[Point localization data]
■ ■ ■ ■ ■ ■ ■
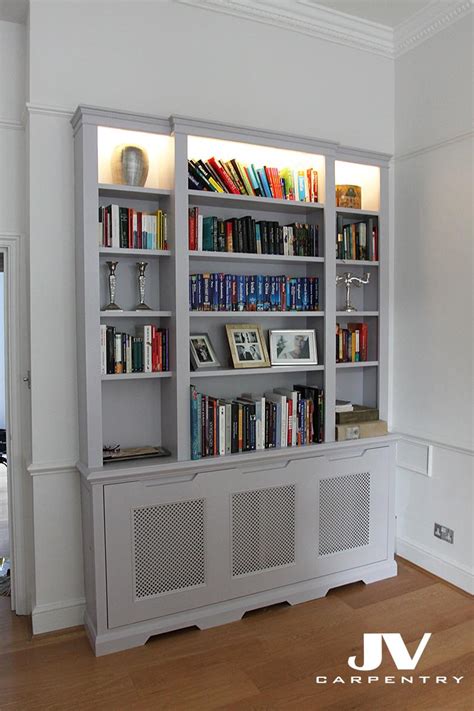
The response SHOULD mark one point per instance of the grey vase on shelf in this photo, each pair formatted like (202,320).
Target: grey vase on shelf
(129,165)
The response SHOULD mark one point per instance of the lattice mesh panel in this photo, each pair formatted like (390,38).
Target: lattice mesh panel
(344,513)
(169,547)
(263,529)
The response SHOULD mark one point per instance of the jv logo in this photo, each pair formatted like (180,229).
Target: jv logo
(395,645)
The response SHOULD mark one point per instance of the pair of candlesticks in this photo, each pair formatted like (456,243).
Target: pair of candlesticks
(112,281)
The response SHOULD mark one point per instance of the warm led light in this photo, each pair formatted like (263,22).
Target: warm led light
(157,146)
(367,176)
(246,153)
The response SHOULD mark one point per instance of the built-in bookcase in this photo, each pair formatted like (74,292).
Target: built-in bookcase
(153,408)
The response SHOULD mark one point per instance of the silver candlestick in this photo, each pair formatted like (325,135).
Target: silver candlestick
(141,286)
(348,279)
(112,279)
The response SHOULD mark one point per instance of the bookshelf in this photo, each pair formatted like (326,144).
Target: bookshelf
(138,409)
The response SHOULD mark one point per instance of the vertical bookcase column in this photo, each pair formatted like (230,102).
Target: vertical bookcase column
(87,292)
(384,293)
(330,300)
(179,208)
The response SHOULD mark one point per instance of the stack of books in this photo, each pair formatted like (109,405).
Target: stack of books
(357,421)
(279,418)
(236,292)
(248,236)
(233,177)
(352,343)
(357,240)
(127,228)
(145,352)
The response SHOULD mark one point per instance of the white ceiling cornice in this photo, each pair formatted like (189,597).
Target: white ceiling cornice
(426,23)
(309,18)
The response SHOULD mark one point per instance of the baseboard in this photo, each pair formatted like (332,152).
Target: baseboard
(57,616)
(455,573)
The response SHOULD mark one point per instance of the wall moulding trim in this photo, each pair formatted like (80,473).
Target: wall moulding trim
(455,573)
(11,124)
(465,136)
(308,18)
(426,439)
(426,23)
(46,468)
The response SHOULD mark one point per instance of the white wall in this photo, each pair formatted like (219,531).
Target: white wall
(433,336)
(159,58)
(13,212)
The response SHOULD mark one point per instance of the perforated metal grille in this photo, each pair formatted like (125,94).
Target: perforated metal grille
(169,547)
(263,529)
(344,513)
■ ■ ■ ■ ■ ■ ■
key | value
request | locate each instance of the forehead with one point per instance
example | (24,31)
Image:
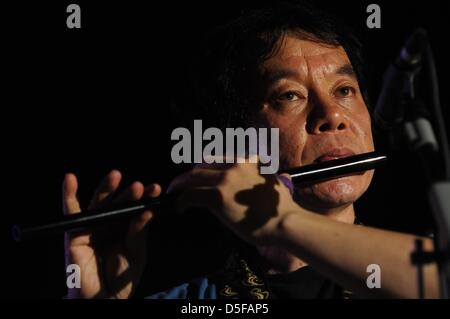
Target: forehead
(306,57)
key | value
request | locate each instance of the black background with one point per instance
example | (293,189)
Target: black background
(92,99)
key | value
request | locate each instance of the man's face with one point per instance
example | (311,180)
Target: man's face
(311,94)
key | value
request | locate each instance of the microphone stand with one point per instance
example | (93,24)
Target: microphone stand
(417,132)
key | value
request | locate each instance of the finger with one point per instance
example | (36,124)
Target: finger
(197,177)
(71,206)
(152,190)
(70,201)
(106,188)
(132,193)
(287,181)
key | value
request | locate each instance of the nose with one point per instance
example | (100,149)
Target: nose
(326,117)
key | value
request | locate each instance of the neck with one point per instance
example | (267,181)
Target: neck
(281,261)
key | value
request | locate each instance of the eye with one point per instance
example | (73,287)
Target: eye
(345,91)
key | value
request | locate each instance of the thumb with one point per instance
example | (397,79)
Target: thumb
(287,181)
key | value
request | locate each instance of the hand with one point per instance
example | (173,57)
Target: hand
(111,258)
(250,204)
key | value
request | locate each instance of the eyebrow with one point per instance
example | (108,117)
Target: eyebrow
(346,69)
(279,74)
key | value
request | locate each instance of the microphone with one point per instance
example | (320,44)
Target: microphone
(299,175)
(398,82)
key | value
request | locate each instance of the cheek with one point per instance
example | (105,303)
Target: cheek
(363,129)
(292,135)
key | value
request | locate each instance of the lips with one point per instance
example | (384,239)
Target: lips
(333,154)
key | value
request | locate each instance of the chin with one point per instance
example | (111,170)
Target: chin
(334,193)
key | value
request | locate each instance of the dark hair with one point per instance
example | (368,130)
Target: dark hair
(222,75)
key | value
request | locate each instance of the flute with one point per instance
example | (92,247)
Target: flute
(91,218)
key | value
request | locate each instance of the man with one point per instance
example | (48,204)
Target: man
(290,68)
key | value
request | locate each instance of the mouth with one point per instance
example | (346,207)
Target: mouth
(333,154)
■ ■ ■ ■ ■ ■ ■
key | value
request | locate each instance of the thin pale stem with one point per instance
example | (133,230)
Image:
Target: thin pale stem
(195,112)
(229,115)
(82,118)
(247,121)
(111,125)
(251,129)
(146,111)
■ ■ ■ ■ ■ ■ ■
Using the entries above, give back exactly the line containing "The response SHOULD mark one point per instance of the grey", the line containing "The response SHOULD mark one point per instance of the lattice", and every line between them, and nothing else.

**ANSWER**
The response SHOULD mark one point per instance of the grey vase on shelf in this photo, each pair formatted like (202,320).
Target: grey vase on shelf
(129,165)
The response SHOULD mark one point per instance of the lattice mesh panel in this photo, each pair formatted like (390,38).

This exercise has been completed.